● **WHAT THE EXERCISE ASKS**: A word-for-word transcription of every record is needed.

● **EXCERPTED DATA**:

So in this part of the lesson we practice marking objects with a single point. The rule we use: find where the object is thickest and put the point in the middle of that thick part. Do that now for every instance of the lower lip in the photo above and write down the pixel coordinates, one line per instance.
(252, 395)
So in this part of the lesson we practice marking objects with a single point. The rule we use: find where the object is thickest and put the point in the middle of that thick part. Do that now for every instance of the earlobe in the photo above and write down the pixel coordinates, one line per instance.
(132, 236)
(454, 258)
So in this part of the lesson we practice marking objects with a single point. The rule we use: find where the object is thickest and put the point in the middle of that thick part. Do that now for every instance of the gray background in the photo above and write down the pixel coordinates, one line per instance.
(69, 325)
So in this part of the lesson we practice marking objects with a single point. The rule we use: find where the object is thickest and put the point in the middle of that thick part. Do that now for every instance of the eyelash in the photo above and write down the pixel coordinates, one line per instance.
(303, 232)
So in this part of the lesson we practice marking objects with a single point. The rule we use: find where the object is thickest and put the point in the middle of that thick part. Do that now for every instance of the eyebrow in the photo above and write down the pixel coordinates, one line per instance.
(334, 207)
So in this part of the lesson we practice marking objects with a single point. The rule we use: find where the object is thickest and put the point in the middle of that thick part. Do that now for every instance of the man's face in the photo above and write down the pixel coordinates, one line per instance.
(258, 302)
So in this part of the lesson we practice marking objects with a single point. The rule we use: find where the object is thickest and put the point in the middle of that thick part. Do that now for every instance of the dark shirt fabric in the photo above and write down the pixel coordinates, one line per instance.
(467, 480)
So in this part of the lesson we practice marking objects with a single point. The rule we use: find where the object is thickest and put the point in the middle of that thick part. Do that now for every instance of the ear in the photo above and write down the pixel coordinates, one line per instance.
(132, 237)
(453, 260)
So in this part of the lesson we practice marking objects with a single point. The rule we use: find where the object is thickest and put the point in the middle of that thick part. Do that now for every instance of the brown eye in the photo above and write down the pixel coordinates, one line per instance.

● **WRITTEN ANSWER**:
So in this part of the lesson we practice marking objects with a single point. The rule we use: find where the object is thickest and put the point in the middle of that thick part. Do that now for every instance of the lower lip in the photo above and write down the pixel coordinates, one line per instance.
(252, 395)
So in this part of the lesson we practice marking objects with a single point. The rule we use: find where the object is thickest and put the point in the middle of that thick part. Do that now for every instance of the earlobe in the photo above and write down the pixel coordinates, one line per instance.
(132, 236)
(454, 258)
So in this part of the lesson we practice marking objects with a single point. The rule we use: find where the object is thickest and put the point in the middle of that thick part. Do that now for every instance of the gray background in the photo above and write down the pixel coordinates, one line per instance.
(69, 325)
So in this part of the lesson we practice marking objects with a single point. The rule we use: find where the object is thickest and put the point in the middle of that thick part. Do that now for every instance of the eyelash in the photo above and write down the pixel coordinates, one line per instance.
(303, 232)
So in this part of the lesson we practice marking objects with a single point. The rule we use: find where the object is thickest and put the point in the middle of that thick part. Do that now for every instance of the eyebrow in the photo above and write down the pixel coordinates, one line per instance.
(334, 207)
So in this part of the lesson we practice marking objects with a single point. The rule we use: find where the object is thickest and put the point in the middle of that thick part. Do that now for every instance of the man's face in the photo above and write down the pixel coordinates, one line per instance.
(258, 302)
So in this part of the lesson we practice marking objects with a single point. The rule we use: find where the object is thickest and put the point in the middle of that thick part. Do that now for every instance of the dark shirt fabric in the photo above and write down the pixel coordinates, one line per instance.
(467, 480)
So in this part of the lesson we practice marking objects with a single point. The rule we use: find where the object is thickest and put the point in the middle of that thick part. Do that now for every instance of the ear in the photo above and write down the pixel coordinates, one line per instance.
(132, 237)
(453, 260)
So in this part of the lesson we practice marking objects with a single point. The rule we use: find where the object is thickest and put the point in the middle of that thick part. Do that now for every instance of the brown eye in the photo above and write down the pixel coordinates, one line per instance.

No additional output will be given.